• WORK REQUIRED: Beginning at the line that contains "Check that every instance of the palm", transcribe the remaining lines of the listing exactly; include the final line and omit everything before.
[START OF INFORMATION GIVEN]
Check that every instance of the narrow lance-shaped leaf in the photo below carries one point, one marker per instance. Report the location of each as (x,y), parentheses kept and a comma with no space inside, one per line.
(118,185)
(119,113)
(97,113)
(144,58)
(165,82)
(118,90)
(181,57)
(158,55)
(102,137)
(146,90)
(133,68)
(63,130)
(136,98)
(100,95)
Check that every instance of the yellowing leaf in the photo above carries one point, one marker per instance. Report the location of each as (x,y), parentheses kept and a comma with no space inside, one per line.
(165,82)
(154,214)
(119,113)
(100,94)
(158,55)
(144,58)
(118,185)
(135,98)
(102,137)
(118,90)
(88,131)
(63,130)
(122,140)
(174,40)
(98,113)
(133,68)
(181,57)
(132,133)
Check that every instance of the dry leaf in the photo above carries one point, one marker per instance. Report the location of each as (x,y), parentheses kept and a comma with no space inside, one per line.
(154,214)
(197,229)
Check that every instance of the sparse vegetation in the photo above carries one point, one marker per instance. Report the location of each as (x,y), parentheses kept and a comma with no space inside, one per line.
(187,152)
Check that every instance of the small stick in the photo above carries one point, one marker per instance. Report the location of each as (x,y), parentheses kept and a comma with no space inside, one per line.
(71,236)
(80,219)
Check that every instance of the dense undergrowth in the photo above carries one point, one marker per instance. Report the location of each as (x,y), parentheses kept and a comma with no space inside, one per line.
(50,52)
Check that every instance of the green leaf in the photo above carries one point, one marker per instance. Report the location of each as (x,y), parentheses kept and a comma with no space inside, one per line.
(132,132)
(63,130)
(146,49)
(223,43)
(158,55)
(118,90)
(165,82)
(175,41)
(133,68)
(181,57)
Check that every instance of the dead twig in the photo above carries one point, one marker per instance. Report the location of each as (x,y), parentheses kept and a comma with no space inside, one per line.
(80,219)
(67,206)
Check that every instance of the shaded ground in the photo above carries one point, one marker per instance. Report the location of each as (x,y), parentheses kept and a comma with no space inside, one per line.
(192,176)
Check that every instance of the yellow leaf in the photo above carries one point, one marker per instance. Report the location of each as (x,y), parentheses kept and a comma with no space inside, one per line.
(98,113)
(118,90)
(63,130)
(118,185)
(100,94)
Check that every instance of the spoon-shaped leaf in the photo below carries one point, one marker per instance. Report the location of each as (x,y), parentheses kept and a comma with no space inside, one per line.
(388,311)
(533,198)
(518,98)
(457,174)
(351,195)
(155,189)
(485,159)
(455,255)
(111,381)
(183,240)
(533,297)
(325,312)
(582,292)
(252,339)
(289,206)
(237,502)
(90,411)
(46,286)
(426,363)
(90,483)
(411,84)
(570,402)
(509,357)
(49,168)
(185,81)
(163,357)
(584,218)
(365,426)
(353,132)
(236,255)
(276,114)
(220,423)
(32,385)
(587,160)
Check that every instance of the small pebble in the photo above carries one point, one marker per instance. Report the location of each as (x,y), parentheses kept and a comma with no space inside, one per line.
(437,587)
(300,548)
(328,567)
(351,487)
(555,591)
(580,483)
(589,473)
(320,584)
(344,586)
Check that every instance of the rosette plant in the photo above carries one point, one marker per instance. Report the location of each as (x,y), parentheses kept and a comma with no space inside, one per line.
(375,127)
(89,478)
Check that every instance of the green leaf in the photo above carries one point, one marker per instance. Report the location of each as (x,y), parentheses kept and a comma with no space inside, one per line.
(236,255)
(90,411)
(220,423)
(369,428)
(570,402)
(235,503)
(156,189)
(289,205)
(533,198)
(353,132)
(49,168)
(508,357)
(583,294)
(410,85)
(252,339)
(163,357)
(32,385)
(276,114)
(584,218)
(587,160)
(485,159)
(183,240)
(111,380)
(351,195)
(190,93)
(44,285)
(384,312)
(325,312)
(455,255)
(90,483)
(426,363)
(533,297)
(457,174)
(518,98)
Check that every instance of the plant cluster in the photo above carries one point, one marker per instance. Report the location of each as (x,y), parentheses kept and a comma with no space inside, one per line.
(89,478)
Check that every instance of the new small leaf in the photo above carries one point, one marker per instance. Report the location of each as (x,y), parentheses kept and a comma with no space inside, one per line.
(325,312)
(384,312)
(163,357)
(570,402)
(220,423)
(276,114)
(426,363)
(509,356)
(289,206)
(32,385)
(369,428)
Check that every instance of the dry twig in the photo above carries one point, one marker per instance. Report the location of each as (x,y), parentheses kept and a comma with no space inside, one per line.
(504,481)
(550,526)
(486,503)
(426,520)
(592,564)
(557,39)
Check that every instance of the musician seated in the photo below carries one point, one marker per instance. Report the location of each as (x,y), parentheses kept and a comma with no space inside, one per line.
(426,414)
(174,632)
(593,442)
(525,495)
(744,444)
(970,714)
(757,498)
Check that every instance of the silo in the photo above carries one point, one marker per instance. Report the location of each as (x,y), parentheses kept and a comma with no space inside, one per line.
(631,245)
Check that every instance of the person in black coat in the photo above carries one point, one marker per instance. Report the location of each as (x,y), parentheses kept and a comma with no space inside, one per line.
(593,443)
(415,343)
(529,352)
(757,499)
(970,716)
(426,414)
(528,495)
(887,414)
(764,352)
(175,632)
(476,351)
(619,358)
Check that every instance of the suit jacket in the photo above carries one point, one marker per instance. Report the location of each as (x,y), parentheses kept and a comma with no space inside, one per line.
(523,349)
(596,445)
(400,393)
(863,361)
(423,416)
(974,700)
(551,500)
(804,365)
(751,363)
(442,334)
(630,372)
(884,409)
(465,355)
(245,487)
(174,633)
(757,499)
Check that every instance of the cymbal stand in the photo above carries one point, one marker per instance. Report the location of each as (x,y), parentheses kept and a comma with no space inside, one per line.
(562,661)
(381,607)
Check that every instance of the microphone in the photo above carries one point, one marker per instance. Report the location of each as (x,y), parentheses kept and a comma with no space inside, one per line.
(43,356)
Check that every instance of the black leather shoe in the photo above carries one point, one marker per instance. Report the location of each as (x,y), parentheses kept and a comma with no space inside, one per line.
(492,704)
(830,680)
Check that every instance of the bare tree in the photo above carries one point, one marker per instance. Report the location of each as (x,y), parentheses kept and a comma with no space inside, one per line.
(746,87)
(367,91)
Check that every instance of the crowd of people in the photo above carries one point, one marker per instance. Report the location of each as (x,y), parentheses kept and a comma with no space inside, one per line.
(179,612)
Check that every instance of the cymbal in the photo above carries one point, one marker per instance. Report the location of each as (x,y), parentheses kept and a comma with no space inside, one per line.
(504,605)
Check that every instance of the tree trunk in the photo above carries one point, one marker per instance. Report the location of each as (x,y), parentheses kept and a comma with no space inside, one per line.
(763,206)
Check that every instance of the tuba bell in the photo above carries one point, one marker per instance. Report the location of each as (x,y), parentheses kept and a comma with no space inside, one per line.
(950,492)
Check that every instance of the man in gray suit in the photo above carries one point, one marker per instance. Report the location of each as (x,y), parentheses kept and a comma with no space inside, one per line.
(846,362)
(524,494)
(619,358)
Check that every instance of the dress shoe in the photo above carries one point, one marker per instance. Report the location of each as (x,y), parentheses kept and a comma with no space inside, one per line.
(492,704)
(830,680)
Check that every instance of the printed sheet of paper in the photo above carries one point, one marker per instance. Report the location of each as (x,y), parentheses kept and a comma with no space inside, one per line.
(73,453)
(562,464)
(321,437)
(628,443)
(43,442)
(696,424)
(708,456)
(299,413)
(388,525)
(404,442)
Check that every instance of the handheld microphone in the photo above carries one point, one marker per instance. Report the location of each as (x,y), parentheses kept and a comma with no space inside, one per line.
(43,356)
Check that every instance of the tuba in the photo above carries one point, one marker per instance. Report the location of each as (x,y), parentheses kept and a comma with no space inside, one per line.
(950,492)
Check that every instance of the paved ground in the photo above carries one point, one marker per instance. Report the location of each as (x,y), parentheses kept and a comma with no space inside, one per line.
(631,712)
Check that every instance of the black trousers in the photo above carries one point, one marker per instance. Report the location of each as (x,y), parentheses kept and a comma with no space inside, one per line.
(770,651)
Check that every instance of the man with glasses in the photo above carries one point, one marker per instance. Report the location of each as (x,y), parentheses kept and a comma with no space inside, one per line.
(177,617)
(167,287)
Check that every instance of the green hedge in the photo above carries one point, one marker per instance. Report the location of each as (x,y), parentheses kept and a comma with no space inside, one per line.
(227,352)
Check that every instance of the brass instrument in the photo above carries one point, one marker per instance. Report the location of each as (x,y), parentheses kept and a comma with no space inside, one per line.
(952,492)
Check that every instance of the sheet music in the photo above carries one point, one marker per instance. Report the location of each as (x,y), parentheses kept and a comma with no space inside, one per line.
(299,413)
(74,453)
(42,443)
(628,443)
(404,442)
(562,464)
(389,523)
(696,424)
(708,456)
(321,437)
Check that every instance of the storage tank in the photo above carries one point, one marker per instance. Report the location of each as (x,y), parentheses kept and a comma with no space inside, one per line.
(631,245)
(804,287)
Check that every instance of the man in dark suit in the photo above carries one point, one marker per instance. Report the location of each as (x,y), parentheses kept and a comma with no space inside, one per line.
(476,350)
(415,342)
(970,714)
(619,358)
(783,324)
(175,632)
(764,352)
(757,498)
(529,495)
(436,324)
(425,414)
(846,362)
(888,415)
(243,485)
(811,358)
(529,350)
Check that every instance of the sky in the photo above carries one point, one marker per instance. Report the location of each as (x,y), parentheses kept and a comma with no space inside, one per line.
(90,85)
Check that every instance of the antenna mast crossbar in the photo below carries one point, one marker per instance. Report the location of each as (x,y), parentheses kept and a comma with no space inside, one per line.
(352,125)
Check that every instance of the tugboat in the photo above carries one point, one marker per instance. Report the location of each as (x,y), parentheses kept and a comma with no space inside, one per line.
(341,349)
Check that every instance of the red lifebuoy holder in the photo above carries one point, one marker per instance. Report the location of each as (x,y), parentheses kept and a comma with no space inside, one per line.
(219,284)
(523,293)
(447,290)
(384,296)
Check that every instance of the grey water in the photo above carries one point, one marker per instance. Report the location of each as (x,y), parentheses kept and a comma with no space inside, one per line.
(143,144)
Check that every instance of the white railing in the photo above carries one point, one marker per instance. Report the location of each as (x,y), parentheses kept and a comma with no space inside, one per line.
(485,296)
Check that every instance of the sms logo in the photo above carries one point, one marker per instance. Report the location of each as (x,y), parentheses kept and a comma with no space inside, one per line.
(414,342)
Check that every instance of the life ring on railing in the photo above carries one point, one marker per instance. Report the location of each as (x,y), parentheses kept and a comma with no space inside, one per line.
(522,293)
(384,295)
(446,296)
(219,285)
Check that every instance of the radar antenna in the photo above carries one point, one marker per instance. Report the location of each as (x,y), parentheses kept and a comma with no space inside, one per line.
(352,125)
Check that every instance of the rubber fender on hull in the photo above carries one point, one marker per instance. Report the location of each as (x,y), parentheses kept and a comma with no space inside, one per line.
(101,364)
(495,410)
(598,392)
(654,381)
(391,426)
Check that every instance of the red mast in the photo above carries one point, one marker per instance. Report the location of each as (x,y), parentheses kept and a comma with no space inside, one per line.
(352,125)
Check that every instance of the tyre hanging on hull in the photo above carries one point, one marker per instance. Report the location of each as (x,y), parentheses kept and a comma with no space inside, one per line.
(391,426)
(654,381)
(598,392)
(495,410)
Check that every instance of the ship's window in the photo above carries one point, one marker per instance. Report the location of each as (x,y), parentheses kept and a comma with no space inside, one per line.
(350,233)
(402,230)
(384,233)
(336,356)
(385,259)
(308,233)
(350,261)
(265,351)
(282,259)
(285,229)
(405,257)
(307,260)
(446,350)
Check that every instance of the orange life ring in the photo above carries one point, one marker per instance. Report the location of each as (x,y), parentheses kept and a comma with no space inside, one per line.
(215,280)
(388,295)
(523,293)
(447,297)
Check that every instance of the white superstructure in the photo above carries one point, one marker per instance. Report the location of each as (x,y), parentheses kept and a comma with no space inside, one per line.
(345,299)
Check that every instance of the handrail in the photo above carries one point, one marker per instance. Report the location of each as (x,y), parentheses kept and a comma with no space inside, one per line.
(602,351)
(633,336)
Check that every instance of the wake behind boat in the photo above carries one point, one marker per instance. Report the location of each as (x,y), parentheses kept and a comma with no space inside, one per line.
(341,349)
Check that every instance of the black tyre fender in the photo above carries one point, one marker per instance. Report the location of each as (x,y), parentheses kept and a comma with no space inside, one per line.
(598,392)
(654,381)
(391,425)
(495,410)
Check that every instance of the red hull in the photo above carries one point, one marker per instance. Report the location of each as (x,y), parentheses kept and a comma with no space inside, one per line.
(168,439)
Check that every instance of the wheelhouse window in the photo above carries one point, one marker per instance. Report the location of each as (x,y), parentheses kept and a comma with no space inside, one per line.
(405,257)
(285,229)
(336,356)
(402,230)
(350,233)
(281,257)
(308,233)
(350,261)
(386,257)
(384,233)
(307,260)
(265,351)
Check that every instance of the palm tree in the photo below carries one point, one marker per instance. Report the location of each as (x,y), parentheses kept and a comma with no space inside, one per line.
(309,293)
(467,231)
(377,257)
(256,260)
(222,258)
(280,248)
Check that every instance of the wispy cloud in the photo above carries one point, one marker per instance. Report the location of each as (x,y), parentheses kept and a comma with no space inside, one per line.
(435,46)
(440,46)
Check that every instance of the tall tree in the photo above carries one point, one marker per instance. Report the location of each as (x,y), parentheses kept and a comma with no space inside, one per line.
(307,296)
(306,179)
[END OF INFORMATION GIVEN]
• REPLY TO THE EXERCISE:
Check that every instance of the palm tree in the photo below carries one point, one marker per instance. Report the location of each as (x,y), parentheses kept and a comma with no space inside, one per line.
(309,293)
(467,231)
(377,257)
(256,260)
(222,258)
(280,248)
Check that every instance of the wispy cloud in the photo above carries one point, one marker per instance. Report the location of each as (x,y), parentheses kept and a comma with no space inside, one per line.
(435,46)
(440,46)
Check that every instance of the tall tree in the photo above carries one point, one marker per instance. Report the location of each as (x,y), parentheses kept and a comma with no space inside, one per line.
(307,296)
(306,179)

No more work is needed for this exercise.